[Exercise goal]: Write out the opening lines of the data word for word, up to and including the line with "Task: point out the black", and leave every picture and every later line out.

▼▼▼

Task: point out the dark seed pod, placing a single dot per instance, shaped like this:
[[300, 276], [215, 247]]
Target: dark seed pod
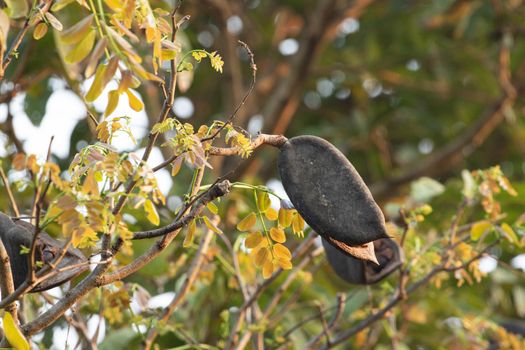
[[14, 235], [328, 192], [358, 271]]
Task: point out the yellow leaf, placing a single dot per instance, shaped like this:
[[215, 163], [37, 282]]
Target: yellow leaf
[[263, 200], [271, 214], [253, 240], [55, 23], [85, 237], [102, 131], [211, 225], [479, 228], [285, 264], [188, 240], [134, 102], [77, 32], [262, 256], [277, 234], [247, 223], [285, 217], [297, 223], [80, 51], [113, 97], [151, 212], [168, 54], [98, 84], [510, 234], [281, 252], [175, 166], [268, 269], [13, 334], [19, 161], [40, 31], [90, 185], [212, 207]]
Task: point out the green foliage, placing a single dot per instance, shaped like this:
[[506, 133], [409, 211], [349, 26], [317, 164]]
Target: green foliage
[[417, 95]]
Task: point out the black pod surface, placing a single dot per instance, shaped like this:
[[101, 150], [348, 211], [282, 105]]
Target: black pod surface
[[328, 192], [357, 271], [14, 235]]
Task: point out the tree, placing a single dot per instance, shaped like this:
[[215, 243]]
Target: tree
[[354, 72]]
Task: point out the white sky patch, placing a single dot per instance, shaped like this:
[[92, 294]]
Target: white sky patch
[[518, 262], [3, 112], [63, 111], [288, 47], [161, 300], [61, 335], [205, 38], [255, 124], [348, 26], [93, 324], [234, 24], [325, 87], [183, 107]]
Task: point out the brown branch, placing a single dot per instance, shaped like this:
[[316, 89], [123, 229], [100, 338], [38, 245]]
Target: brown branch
[[6, 280], [12, 200], [246, 95], [280, 292], [216, 191], [346, 334], [262, 139], [168, 232], [40, 11], [303, 247]]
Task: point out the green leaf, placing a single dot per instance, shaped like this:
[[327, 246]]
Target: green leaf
[[424, 189], [247, 223], [479, 228], [13, 334], [17, 8], [79, 52], [55, 23], [151, 212], [60, 4], [40, 31]]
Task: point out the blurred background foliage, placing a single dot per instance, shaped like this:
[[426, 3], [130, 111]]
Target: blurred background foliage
[[405, 89]]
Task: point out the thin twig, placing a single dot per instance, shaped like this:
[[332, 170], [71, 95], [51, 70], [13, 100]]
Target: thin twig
[[253, 67], [12, 200]]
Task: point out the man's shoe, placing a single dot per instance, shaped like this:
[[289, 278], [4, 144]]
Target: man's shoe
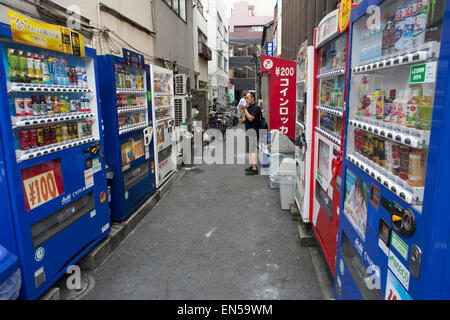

▲▲▲

[Answer space]:
Task: point out the dark seed pod, placing a single dot per instance, shaped like this:
[[300, 276], [215, 247]]
Target: dark seed pod
[[14, 235], [328, 192], [358, 271]]
Task: point out the yellow leaf, placing a single dot per instance, shaped like this:
[[215, 163], [37, 282]]
Target: yellow leaf
[[263, 200], [271, 214], [253, 240], [55, 23], [85, 237], [102, 131], [211, 225], [479, 228], [285, 264], [188, 240], [134, 102], [77, 32], [262, 256], [277, 234], [247, 223], [285, 217], [297, 223], [80, 51], [113, 97], [151, 212], [168, 54], [98, 84], [510, 234], [281, 252], [175, 166], [268, 269], [13, 334], [19, 161], [40, 31], [90, 185], [212, 207]]
Task: point out the green foliage, placing a single dot per instance, shaped like this:
[[506, 133], [409, 211], [349, 26], [317, 164]]
Target: green foliage
[[417, 95]]
Task: point out the black pod surface, placing a single dot per instance, shaped like this:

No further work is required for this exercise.